::: MATERIAL SHOWN

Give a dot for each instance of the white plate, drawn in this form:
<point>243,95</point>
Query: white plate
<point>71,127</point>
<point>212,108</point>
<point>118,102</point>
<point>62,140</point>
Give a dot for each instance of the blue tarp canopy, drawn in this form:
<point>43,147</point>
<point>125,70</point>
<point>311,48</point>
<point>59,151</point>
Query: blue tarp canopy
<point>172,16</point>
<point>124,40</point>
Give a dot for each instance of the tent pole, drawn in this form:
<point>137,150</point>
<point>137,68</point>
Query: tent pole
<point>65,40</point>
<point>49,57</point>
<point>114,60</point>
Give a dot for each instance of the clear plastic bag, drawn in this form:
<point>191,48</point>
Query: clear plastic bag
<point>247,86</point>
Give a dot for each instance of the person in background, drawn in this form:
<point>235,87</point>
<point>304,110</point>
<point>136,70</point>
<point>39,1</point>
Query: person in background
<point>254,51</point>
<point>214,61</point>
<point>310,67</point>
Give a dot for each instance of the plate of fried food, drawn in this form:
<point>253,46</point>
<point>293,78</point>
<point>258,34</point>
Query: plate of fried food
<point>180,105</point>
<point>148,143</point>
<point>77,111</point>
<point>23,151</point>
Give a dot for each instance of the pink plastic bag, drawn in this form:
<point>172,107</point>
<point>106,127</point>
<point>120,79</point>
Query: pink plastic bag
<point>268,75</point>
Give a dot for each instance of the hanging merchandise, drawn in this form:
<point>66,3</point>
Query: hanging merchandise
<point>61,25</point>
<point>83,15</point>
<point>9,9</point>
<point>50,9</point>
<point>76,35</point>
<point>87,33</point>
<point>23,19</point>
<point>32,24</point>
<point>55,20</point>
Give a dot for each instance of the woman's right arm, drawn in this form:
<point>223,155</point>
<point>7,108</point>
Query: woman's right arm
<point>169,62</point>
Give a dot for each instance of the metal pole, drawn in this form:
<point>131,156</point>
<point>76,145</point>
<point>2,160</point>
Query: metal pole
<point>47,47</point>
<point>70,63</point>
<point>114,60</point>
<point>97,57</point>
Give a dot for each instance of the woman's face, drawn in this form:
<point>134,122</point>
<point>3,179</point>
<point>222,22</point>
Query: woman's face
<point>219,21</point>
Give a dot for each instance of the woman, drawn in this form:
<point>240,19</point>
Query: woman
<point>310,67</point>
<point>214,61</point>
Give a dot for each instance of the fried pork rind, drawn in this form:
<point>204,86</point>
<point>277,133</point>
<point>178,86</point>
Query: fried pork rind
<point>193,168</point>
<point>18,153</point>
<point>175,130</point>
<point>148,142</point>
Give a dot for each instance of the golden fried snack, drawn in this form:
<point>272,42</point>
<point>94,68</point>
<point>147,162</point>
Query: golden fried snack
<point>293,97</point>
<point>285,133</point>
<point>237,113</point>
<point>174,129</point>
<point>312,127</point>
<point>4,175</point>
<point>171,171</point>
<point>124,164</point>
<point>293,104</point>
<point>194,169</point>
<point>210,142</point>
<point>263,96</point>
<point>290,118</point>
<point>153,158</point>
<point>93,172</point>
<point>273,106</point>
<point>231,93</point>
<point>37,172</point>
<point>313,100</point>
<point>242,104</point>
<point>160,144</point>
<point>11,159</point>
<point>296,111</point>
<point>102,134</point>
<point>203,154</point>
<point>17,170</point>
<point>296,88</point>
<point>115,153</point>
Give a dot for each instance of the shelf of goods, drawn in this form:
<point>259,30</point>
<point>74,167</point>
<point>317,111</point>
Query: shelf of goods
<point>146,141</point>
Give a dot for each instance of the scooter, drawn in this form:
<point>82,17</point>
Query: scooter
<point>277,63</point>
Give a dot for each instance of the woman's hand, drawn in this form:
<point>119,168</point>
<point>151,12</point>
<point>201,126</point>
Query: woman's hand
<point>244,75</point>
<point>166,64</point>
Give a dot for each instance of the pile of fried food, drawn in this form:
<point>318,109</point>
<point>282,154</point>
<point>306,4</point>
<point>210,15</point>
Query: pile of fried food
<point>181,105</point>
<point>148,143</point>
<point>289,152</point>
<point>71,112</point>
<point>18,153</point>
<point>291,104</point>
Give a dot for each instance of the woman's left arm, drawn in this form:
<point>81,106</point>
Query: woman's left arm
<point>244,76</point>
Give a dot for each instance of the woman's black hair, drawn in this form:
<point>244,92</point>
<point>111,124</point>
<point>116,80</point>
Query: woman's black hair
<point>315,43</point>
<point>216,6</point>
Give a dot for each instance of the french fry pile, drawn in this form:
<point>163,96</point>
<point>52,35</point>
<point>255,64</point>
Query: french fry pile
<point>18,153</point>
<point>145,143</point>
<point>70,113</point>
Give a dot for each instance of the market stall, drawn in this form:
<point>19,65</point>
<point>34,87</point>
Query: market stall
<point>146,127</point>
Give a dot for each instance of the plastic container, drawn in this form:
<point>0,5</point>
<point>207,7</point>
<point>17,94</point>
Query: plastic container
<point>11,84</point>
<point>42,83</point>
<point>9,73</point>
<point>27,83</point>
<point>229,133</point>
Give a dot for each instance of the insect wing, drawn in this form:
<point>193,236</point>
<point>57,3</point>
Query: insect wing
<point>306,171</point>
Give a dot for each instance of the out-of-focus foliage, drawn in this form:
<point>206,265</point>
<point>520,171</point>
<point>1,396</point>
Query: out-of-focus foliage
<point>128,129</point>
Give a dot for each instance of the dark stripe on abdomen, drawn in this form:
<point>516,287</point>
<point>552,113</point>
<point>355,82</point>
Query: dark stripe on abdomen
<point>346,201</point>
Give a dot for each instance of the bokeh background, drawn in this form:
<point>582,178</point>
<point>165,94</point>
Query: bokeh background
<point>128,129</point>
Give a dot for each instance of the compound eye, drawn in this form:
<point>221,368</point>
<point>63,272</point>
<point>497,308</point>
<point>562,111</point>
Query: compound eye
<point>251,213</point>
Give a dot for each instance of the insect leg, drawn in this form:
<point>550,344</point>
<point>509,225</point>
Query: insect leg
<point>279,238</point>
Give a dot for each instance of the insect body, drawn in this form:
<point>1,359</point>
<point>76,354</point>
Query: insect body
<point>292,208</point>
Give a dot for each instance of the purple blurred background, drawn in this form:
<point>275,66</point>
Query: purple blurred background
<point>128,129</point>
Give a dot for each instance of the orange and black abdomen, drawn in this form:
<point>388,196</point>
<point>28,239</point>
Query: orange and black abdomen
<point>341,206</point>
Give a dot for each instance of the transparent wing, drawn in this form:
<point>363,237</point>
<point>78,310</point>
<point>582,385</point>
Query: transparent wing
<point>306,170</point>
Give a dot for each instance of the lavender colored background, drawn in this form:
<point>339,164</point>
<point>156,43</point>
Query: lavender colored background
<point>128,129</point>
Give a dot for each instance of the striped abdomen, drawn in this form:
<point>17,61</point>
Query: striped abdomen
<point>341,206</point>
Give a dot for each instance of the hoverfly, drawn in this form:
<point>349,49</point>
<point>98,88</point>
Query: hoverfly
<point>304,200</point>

::::::

TASK TO COMPLETE — Your reply should consist of all the records, set down exactly.

COMPLETED EXERCISE —
Give a dot for each instance of the white plate, drawn in this form:
<point>243,95</point>
Query: white plate
<point>71,127</point>
<point>212,108</point>
<point>118,102</point>
<point>62,140</point>
Give a dot for each instance of the blue tarp canopy, drawn in this form:
<point>43,147</point>
<point>125,70</point>
<point>311,48</point>
<point>59,151</point>
Query: blue tarp canopy
<point>172,16</point>
<point>124,40</point>
Give a dot for each instance of the tent pole, drawn in this form:
<point>137,150</point>
<point>137,68</point>
Query: tent pole
<point>65,40</point>
<point>49,57</point>
<point>114,60</point>
Give a dot for each instance of the clear plastic bag, drawn in this form:
<point>191,48</point>
Query: clear plastic bag
<point>247,86</point>
Give a dot for each instance of the person in background, drawn in this form:
<point>235,87</point>
<point>304,110</point>
<point>136,70</point>
<point>39,1</point>
Query: person in background
<point>254,51</point>
<point>214,61</point>
<point>310,67</point>
Give a dot for each instance of the plate of fried food, drawn in this form:
<point>253,46</point>
<point>293,78</point>
<point>258,34</point>
Query: plate of fried food
<point>180,105</point>
<point>148,143</point>
<point>77,111</point>
<point>23,151</point>
Give a dot for each instance of the pink plastic bag, drawn in this form:
<point>172,107</point>
<point>106,127</point>
<point>120,79</point>
Query: pink plastic bag
<point>268,75</point>
Give a dot for each instance of the hanging merchandise, drawn in this form:
<point>66,3</point>
Query: hanging merchandise
<point>61,25</point>
<point>83,15</point>
<point>9,9</point>
<point>50,9</point>
<point>76,35</point>
<point>87,33</point>
<point>23,19</point>
<point>32,24</point>
<point>55,20</point>
Give a dot for each instance of the woman's right arm, drawn in this form:
<point>223,155</point>
<point>7,108</point>
Query: woman's right arm
<point>169,62</point>
Give a dot for each instance of the metal pole, drawn in this form:
<point>131,156</point>
<point>76,145</point>
<point>2,160</point>
Query: metal pole
<point>47,47</point>
<point>70,63</point>
<point>114,60</point>
<point>97,57</point>
Give a dot for each instance of the woman's face, drawn in this form:
<point>134,122</point>
<point>3,179</point>
<point>222,22</point>
Query: woman's face
<point>219,21</point>
Give a dot for each instance of the woman, drawn in this form:
<point>240,19</point>
Query: woman
<point>310,67</point>
<point>214,61</point>
Give a dot for each instance of the fried pork rind, drawn in this form:
<point>204,86</point>
<point>277,133</point>
<point>178,86</point>
Query: fried pork rind
<point>193,168</point>
<point>18,153</point>
<point>175,130</point>
<point>148,142</point>
Give a dot for each instance of the golden fried snack, drawn in this form:
<point>272,42</point>
<point>94,68</point>
<point>147,162</point>
Query: golden fried snack
<point>293,97</point>
<point>285,133</point>
<point>237,113</point>
<point>174,129</point>
<point>312,127</point>
<point>4,175</point>
<point>171,171</point>
<point>124,164</point>
<point>293,104</point>
<point>194,169</point>
<point>210,142</point>
<point>263,96</point>
<point>290,118</point>
<point>153,158</point>
<point>93,172</point>
<point>273,106</point>
<point>231,93</point>
<point>37,172</point>
<point>313,100</point>
<point>242,104</point>
<point>160,144</point>
<point>11,159</point>
<point>296,111</point>
<point>102,134</point>
<point>203,154</point>
<point>17,170</point>
<point>296,88</point>
<point>115,153</point>
Give a dot for each instance of the shelf of goods, drawn in this form:
<point>259,30</point>
<point>74,167</point>
<point>317,111</point>
Query: shelf of goods
<point>146,141</point>
Give a dot for each instance of the scooter, drawn in this form:
<point>82,17</point>
Query: scooter
<point>277,63</point>
Give a dot for each instance of the woman's hand, drawn in this form:
<point>119,168</point>
<point>151,12</point>
<point>201,126</point>
Query: woman's hand
<point>244,75</point>
<point>166,64</point>
Give a dot for each instance of the pile of fried food, drawn in this form:
<point>318,109</point>
<point>282,154</point>
<point>306,4</point>
<point>210,15</point>
Query: pile of fried food
<point>181,105</point>
<point>148,143</point>
<point>289,152</point>
<point>71,112</point>
<point>18,153</point>
<point>291,104</point>
Give a dot for each instance of the woman's left arm, drawn in this form:
<point>81,106</point>
Query: woman's left arm
<point>244,76</point>
Give a dot for each instance of the woman's black hair, drawn in this form:
<point>244,92</point>
<point>111,124</point>
<point>116,80</point>
Query: woman's black hair
<point>315,43</point>
<point>216,6</point>
Give a dot for each instance of the french fry pile, drawn in this form:
<point>163,96</point>
<point>52,35</point>
<point>255,64</point>
Query: french fry pile
<point>18,153</point>
<point>145,143</point>
<point>70,113</point>
Give a dot for each instance of the market stall, drawn in this form:
<point>19,65</point>
<point>34,87</point>
Query: market stall
<point>146,127</point>
Give a dot for each instance of the plastic container, drawn in this form:
<point>0,5</point>
<point>207,7</point>
<point>17,94</point>
Query: plastic container
<point>11,84</point>
<point>42,83</point>
<point>9,73</point>
<point>27,83</point>
<point>229,133</point>
Give a dot for each instance of the insect wing, drawn in this form:
<point>193,236</point>
<point>57,3</point>
Query: insect wing
<point>306,171</point>
Give a dot for each instance of the out-of-focus foliage, drawn in this form:
<point>206,265</point>
<point>520,171</point>
<point>1,396</point>
Query: out-of-focus foliage
<point>128,129</point>
Give a dot for each instance of the dark stripe on abdomen, drawn in this form:
<point>516,287</point>
<point>552,113</point>
<point>355,82</point>
Query: dark stripe on abdomen
<point>346,201</point>
Give a dot for each instance of the bokeh background, drawn in this form:
<point>582,178</point>
<point>165,94</point>
Query: bokeh background
<point>128,129</point>
Give a dot for each instance of the compound eye, drawn in this form:
<point>221,368</point>
<point>63,272</point>
<point>497,308</point>
<point>562,111</point>
Query: compound eye
<point>251,213</point>
Give a dot for each instance of the insect leg, drawn in this form:
<point>550,344</point>
<point>509,225</point>
Query: insect leg
<point>279,238</point>
Give a dot for each instance of the insect body, drawn in this form:
<point>1,359</point>
<point>76,354</point>
Query: insect body
<point>292,208</point>
Give a dot for each instance of the purple blurred background, drawn in this form:
<point>275,66</point>
Query: purple blurred background
<point>128,129</point>
Give a dot for each instance of the orange and black abdomen, drawn in this form:
<point>388,196</point>
<point>28,239</point>
Query: orange and black abdomen
<point>341,206</point>
Give a dot for each instance of the transparent wing, drawn in this form:
<point>363,237</point>
<point>78,310</point>
<point>582,385</point>
Query: transparent wing
<point>306,170</point>
Give a dot for each instance of the lavender colored background, drawn in this form:
<point>339,164</point>
<point>156,43</point>
Query: lavender colored background
<point>128,129</point>
Give a dot for each instance of the striped abdomen, drawn in this form:
<point>17,61</point>
Query: striped abdomen
<point>341,206</point>
Give a dot for each instance of the hoverfly, drawn in this form:
<point>349,49</point>
<point>98,88</point>
Query: hoverfly
<point>304,200</point>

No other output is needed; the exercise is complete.